_Exercise materials_.
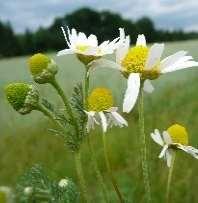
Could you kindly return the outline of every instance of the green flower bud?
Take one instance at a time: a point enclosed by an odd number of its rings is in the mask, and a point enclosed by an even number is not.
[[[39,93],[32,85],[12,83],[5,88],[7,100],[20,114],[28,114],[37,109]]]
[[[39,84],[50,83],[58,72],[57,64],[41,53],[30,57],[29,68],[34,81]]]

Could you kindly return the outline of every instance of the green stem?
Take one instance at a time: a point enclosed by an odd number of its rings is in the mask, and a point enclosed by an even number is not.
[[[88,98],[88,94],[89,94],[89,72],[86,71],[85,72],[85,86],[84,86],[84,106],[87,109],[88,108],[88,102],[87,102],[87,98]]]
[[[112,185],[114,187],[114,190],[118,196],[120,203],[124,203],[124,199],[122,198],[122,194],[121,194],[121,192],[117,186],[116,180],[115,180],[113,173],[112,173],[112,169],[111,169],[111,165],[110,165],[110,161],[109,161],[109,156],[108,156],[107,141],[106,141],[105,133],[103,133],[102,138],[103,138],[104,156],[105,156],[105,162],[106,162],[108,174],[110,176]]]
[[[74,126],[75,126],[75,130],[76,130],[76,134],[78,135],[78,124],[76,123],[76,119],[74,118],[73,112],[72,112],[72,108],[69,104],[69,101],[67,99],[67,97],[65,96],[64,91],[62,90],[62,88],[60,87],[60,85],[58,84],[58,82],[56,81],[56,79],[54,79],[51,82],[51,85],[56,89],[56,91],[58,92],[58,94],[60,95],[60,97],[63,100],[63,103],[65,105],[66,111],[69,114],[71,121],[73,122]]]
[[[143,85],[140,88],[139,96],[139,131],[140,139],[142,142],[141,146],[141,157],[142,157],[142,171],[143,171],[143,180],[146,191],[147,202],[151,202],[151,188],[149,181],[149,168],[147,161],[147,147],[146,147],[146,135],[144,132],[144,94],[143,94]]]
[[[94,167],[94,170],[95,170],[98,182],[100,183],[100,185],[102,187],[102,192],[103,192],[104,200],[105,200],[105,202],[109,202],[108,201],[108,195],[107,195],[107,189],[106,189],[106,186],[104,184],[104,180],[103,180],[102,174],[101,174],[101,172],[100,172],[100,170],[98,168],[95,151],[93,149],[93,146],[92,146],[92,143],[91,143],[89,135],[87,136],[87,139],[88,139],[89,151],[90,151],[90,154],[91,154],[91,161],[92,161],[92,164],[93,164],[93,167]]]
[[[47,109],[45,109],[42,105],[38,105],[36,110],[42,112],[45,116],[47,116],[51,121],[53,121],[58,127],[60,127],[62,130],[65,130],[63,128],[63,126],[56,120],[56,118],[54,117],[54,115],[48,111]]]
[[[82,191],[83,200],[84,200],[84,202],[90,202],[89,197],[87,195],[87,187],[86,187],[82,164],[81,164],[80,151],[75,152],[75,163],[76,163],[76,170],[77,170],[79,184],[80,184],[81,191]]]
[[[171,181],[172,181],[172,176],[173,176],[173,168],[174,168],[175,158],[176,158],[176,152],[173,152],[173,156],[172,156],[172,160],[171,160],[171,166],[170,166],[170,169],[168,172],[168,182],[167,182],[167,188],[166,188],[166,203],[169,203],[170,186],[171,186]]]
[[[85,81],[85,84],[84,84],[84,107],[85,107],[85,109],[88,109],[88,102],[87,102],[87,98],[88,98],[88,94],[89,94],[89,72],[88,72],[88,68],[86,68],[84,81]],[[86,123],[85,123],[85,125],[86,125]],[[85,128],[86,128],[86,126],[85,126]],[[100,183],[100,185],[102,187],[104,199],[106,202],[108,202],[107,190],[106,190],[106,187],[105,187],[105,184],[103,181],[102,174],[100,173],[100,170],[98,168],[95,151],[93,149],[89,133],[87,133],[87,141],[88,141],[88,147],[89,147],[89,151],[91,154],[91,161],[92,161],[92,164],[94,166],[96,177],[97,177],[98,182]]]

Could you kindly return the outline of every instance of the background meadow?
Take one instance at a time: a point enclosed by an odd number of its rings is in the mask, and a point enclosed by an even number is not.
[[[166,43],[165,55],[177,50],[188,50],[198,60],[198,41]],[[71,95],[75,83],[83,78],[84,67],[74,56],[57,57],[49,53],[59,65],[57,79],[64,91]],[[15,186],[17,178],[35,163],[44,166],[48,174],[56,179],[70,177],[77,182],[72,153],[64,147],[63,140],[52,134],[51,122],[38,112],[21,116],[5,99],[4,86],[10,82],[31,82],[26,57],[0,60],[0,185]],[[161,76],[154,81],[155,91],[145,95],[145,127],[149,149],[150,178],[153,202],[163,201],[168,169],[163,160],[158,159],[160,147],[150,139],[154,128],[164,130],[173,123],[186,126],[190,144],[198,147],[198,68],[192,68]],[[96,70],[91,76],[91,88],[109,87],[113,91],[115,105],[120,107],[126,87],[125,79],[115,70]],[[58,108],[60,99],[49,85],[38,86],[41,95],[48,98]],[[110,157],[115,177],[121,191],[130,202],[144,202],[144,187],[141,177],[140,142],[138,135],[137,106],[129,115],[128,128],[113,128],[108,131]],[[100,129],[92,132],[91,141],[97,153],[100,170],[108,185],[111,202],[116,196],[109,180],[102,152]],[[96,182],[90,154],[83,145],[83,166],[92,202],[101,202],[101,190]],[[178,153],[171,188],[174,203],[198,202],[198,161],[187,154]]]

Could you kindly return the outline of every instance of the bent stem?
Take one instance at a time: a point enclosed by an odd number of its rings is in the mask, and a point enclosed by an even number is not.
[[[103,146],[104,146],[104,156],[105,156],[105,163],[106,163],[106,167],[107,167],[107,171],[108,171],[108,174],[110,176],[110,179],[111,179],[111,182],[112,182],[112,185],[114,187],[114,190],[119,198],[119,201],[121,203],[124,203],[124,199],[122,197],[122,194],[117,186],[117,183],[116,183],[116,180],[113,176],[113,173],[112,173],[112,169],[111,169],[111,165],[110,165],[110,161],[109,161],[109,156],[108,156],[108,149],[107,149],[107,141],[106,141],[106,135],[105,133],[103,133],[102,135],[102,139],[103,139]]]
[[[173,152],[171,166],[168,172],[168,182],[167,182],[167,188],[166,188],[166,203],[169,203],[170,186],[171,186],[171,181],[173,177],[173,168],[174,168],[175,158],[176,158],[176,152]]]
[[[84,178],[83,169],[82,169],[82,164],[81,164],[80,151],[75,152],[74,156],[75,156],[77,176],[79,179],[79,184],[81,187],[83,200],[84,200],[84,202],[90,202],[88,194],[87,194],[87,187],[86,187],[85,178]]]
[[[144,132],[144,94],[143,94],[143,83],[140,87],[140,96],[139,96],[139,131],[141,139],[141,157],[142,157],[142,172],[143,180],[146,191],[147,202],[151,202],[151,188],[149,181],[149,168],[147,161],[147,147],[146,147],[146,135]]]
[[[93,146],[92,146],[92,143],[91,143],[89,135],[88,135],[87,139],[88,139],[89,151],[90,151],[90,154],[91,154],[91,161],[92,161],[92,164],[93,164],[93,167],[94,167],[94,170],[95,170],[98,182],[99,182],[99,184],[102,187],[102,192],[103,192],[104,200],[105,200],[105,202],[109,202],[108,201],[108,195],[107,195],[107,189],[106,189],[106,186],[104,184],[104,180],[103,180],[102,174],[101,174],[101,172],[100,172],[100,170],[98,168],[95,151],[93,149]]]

_Exercise description_. Would you write out all of the data exactly as it stands, without the pictures?

_Written answer_.
Could you kindly return the outline of every instance of the green flower bud?
Take one instance at a time: a point enclosed by an odd number of its rings is in the mask, and a point enclosed by an even number is not.
[[[39,93],[32,85],[12,83],[5,88],[7,100],[20,114],[28,114],[37,109]]]
[[[39,84],[50,83],[58,72],[57,64],[41,53],[30,57],[29,68],[34,81]]]

Could you kindly return the outline of every instance of the green stem?
Take one instance at a time: a point enclosed by an odd number of its rings is in the mask, and a point enclosed by an even number is not.
[[[88,98],[88,94],[89,94],[89,72],[86,71],[85,72],[85,86],[84,86],[84,106],[87,109],[88,108],[88,102],[87,102],[87,98]]]
[[[112,185],[114,187],[114,190],[118,196],[120,203],[124,203],[124,199],[122,198],[122,194],[121,194],[121,192],[117,186],[116,180],[115,180],[113,173],[112,173],[112,169],[111,169],[111,165],[110,165],[110,161],[109,161],[109,156],[108,156],[107,141],[106,141],[105,133],[103,133],[102,138],[103,138],[104,156],[105,156],[105,162],[106,162],[108,174],[110,176]]]
[[[74,126],[75,126],[75,130],[76,130],[76,134],[78,135],[78,124],[76,123],[76,119],[74,118],[73,112],[72,112],[72,108],[69,104],[69,101],[67,99],[67,97],[65,96],[64,91],[62,90],[62,88],[60,87],[60,85],[58,84],[58,82],[56,81],[56,79],[54,79],[51,82],[51,85],[56,89],[56,91],[58,92],[58,94],[60,95],[60,97],[63,100],[63,103],[65,105],[66,111],[69,114],[71,121],[73,122]]]
[[[143,85],[140,88],[139,96],[139,131],[140,139],[142,142],[141,146],[141,157],[142,157],[142,171],[143,171],[143,180],[146,191],[147,202],[151,202],[151,188],[149,181],[149,168],[147,161],[147,147],[146,147],[146,135],[144,132],[144,94],[143,94]]]
[[[94,167],[94,170],[95,170],[98,182],[100,183],[100,185],[102,187],[102,192],[103,192],[104,200],[105,200],[105,202],[109,202],[108,201],[108,195],[107,195],[107,189],[106,189],[106,186],[104,184],[104,180],[103,180],[102,174],[101,174],[101,172],[100,172],[100,170],[98,168],[95,151],[93,149],[93,146],[92,146],[92,143],[91,143],[89,135],[87,136],[87,139],[88,139],[89,151],[90,151],[90,154],[91,154],[91,161],[92,161],[92,164],[93,164],[93,167]]]
[[[47,109],[45,109],[42,105],[38,105],[36,110],[42,112],[45,116],[47,116],[51,121],[53,121],[58,127],[60,127],[62,130],[65,130],[63,128],[63,126],[56,120],[56,118],[54,117],[54,115],[48,111]]]
[[[82,191],[83,200],[84,200],[84,202],[90,202],[89,197],[87,195],[87,187],[86,187],[82,164],[81,164],[80,151],[75,152],[75,163],[76,163],[76,170],[77,170],[79,184],[80,184],[81,191]]]
[[[171,181],[172,181],[172,176],[173,176],[173,168],[174,168],[175,158],[176,158],[176,152],[173,152],[173,156],[172,156],[172,160],[171,160],[171,166],[170,166],[170,169],[168,172],[168,182],[167,182],[167,188],[166,188],[166,203],[169,203],[170,186],[171,186]]]
[[[85,81],[85,84],[84,84],[84,107],[85,107],[85,109],[88,109],[88,102],[87,102],[87,98],[88,98],[88,94],[89,94],[89,72],[88,72],[88,68],[86,68],[84,81]],[[86,123],[85,123],[85,125],[86,125]],[[85,128],[86,128],[86,126],[85,126]],[[100,183],[100,185],[102,187],[104,199],[106,202],[108,202],[107,190],[106,190],[106,187],[105,187],[105,184],[103,181],[102,174],[100,173],[100,170],[98,168],[95,151],[93,149],[89,133],[87,133],[87,141],[88,141],[88,147],[89,147],[89,151],[91,154],[91,161],[92,161],[92,164],[94,166],[96,177],[97,177],[98,182]]]

Could you kindly return the outline of every instance of the background meadow?
Take one instance at a time: a point enclosed by an odd number of its rings is in the mask, and a point enclosed by an even number is not.
[[[166,43],[165,55],[177,50],[188,50],[198,60],[198,41]],[[71,95],[75,83],[83,78],[84,67],[74,56],[57,57],[49,53],[59,65],[57,79],[64,91]],[[15,186],[17,178],[35,163],[44,166],[48,174],[56,179],[70,177],[77,182],[72,153],[64,147],[63,140],[52,134],[51,122],[38,112],[21,116],[5,99],[4,86],[10,82],[31,82],[26,57],[0,60],[0,185]],[[161,76],[154,81],[155,91],[145,95],[145,127],[149,149],[150,178],[153,202],[163,201],[168,169],[163,160],[158,159],[160,147],[150,139],[154,128],[164,130],[173,123],[186,126],[190,144],[198,147],[198,68],[192,68]],[[96,70],[91,76],[91,88],[109,87],[113,91],[115,105],[120,107],[126,87],[125,79],[115,70]],[[58,108],[60,99],[49,85],[38,86],[41,95],[48,98]],[[110,157],[115,177],[121,191],[130,202],[144,202],[144,187],[141,177],[140,142],[138,135],[137,106],[129,115],[128,128],[113,128],[108,131]],[[100,129],[92,132],[91,141],[97,153],[100,170],[108,185],[111,202],[116,196],[109,180],[102,152]],[[96,182],[90,154],[83,145],[83,166],[92,202],[101,202],[101,190]],[[178,153],[171,188],[174,203],[198,202],[198,161],[187,154]]]

Could you kindly return the outline of every instance of the bent stem?
Take one instance at a time: a point enclosed by an odd number of its rings is in the mask, and a point enclosed by an even number is not.
[[[103,146],[104,146],[104,156],[105,156],[105,163],[106,163],[106,167],[107,167],[107,171],[108,171],[108,174],[110,176],[110,179],[111,179],[111,182],[112,182],[112,185],[114,187],[114,190],[119,198],[119,201],[121,203],[124,203],[124,199],[122,197],[122,194],[117,186],[117,183],[116,183],[116,180],[113,176],[113,173],[112,173],[112,169],[111,169],[111,165],[110,165],[110,161],[109,161],[109,156],[108,156],[108,149],[107,149],[107,141],[106,141],[106,135],[105,133],[103,133],[102,135],[102,139],[103,139]]]
[[[173,152],[171,166],[168,172],[168,182],[167,182],[167,188],[166,188],[166,203],[169,203],[170,186],[171,186],[171,181],[173,177],[173,168],[174,168],[175,158],[176,158],[176,152]]]
[[[84,178],[83,169],[82,169],[82,164],[81,164],[80,151],[75,152],[74,156],[75,156],[77,176],[79,179],[79,184],[81,187],[83,200],[84,200],[84,202],[90,202],[88,194],[87,194],[87,187],[86,187],[85,178]]]
[[[144,132],[144,94],[143,94],[143,83],[140,87],[140,96],[139,96],[139,131],[141,139],[141,157],[142,157],[142,172],[143,180],[146,191],[147,202],[151,202],[151,188],[149,181],[149,168],[147,161],[147,147],[146,147],[146,135]]]
[[[93,146],[92,146],[92,143],[91,143],[89,135],[88,135],[87,139],[88,139],[89,151],[90,151],[90,154],[91,154],[91,161],[92,161],[92,164],[93,164],[93,167],[94,167],[94,170],[95,170],[98,182],[99,182],[99,184],[102,187],[102,192],[103,192],[104,200],[105,200],[105,202],[109,202],[108,201],[108,195],[107,195],[107,189],[106,189],[106,186],[104,184],[104,180],[103,180],[102,174],[101,174],[101,172],[100,172],[100,170],[98,168],[95,151],[93,149]]]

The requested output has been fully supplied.